------ Information shown ------

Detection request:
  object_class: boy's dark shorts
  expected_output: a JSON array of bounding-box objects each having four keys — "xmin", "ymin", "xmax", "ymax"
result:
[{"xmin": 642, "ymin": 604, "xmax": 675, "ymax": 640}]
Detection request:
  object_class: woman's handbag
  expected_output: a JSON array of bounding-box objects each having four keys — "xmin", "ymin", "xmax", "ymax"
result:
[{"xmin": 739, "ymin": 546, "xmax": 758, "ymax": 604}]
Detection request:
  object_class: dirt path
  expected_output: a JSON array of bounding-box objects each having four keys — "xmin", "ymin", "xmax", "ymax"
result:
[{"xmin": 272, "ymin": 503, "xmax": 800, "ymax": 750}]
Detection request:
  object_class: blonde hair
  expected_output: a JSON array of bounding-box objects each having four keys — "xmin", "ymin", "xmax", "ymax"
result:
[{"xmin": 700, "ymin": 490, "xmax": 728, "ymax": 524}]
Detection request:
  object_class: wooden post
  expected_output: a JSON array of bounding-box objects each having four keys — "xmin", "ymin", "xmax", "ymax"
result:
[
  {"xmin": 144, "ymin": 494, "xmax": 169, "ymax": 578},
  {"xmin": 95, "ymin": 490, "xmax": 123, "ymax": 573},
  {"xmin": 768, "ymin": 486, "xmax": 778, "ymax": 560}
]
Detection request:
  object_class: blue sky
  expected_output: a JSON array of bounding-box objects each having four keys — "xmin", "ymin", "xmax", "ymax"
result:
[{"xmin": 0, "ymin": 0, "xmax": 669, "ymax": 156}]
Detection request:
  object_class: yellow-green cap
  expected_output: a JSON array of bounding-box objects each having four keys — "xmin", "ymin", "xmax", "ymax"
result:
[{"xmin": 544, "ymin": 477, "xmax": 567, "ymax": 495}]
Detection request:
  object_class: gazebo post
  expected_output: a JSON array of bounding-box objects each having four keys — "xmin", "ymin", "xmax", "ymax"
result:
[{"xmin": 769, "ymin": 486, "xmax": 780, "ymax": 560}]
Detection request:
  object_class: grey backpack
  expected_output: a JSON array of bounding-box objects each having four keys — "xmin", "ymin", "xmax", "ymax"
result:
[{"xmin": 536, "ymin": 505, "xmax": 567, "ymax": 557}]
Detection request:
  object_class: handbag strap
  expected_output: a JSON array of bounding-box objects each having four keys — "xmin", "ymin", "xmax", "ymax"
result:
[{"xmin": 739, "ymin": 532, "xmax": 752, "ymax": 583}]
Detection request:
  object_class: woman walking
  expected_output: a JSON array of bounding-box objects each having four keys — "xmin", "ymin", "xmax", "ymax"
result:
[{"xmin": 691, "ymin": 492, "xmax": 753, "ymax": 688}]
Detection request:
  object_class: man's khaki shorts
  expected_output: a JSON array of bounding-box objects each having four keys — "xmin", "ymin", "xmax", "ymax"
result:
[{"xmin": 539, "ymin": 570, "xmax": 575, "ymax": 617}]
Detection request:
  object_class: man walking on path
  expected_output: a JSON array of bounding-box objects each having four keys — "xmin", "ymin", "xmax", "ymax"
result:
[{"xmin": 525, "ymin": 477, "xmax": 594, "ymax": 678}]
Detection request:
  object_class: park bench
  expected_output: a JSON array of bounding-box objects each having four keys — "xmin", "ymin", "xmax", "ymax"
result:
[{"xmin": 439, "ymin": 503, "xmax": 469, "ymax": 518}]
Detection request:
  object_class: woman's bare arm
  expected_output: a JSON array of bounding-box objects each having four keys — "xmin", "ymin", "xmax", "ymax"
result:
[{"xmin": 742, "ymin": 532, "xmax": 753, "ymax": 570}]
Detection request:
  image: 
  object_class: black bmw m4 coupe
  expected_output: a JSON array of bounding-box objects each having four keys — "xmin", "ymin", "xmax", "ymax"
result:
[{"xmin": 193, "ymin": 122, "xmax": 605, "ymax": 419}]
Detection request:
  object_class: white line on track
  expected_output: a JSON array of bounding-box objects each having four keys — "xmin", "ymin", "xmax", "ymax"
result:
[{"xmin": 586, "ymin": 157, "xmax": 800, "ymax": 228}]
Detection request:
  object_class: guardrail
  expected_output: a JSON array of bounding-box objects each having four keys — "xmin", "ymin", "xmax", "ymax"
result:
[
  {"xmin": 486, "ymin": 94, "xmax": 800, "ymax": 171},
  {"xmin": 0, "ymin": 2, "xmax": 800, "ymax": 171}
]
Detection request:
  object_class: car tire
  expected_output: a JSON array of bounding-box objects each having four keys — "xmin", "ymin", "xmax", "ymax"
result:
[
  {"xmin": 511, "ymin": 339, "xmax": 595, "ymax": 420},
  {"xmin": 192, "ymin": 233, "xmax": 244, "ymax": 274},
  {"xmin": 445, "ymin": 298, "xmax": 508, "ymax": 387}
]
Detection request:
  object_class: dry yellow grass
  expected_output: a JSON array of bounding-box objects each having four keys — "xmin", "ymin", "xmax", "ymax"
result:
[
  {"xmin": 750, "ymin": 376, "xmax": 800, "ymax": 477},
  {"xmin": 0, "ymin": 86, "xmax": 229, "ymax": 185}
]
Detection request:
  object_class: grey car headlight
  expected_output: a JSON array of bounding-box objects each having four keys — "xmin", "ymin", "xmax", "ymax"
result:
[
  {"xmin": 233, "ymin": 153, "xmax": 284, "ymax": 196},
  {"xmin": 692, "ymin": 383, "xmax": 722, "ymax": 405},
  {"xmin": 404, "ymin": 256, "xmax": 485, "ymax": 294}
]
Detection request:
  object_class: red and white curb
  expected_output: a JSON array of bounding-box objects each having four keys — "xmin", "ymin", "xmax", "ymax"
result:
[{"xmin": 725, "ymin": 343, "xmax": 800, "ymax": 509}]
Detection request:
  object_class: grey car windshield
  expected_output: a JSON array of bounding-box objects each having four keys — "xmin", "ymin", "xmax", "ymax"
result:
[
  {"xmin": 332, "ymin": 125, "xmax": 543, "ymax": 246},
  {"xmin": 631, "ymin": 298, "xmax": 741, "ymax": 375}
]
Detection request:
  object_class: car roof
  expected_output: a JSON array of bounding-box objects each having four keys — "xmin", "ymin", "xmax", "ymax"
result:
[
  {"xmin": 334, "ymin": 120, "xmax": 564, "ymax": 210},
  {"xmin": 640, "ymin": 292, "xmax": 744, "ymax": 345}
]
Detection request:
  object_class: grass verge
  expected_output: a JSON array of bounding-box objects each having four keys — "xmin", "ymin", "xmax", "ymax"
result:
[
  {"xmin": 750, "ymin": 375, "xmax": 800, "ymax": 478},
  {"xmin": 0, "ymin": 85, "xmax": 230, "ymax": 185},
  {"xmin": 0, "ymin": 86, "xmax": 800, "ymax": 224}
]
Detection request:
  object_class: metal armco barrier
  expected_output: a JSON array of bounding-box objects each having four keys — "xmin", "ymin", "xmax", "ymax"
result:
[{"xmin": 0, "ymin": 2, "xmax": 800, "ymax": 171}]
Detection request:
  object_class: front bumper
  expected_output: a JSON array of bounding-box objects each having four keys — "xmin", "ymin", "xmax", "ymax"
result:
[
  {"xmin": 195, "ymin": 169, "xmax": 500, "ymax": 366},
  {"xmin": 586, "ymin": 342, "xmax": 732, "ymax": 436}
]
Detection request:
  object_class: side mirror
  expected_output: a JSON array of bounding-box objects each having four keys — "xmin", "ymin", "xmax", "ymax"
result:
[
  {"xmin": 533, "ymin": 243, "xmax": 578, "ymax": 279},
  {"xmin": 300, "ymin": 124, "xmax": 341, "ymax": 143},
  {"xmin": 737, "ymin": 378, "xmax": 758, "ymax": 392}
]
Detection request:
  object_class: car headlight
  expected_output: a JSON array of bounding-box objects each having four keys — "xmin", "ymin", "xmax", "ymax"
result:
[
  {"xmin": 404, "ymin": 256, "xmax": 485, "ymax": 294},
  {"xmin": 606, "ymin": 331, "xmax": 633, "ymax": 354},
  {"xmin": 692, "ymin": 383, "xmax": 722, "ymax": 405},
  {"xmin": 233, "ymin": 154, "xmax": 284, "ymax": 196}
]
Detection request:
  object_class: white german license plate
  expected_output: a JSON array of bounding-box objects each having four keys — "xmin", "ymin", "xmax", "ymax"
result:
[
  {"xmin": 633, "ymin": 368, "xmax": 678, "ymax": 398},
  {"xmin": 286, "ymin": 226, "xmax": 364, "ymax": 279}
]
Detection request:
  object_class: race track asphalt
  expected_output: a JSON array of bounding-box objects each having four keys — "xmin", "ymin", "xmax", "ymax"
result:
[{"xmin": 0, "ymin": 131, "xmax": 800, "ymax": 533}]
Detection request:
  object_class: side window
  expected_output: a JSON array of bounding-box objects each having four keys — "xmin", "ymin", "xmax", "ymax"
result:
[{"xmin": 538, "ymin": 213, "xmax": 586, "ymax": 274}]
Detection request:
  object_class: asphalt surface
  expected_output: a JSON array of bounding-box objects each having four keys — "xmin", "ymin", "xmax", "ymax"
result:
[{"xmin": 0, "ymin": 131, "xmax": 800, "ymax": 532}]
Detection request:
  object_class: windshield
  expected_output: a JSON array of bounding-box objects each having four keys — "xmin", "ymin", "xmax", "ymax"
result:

------

## To do
Which lines of the records contain the word "woman" with its case matched exactly? Return every such line in full.

## Expected answer
  object_class: woman's handbag
  object_class: woman walking
  object_class: woman's bare arm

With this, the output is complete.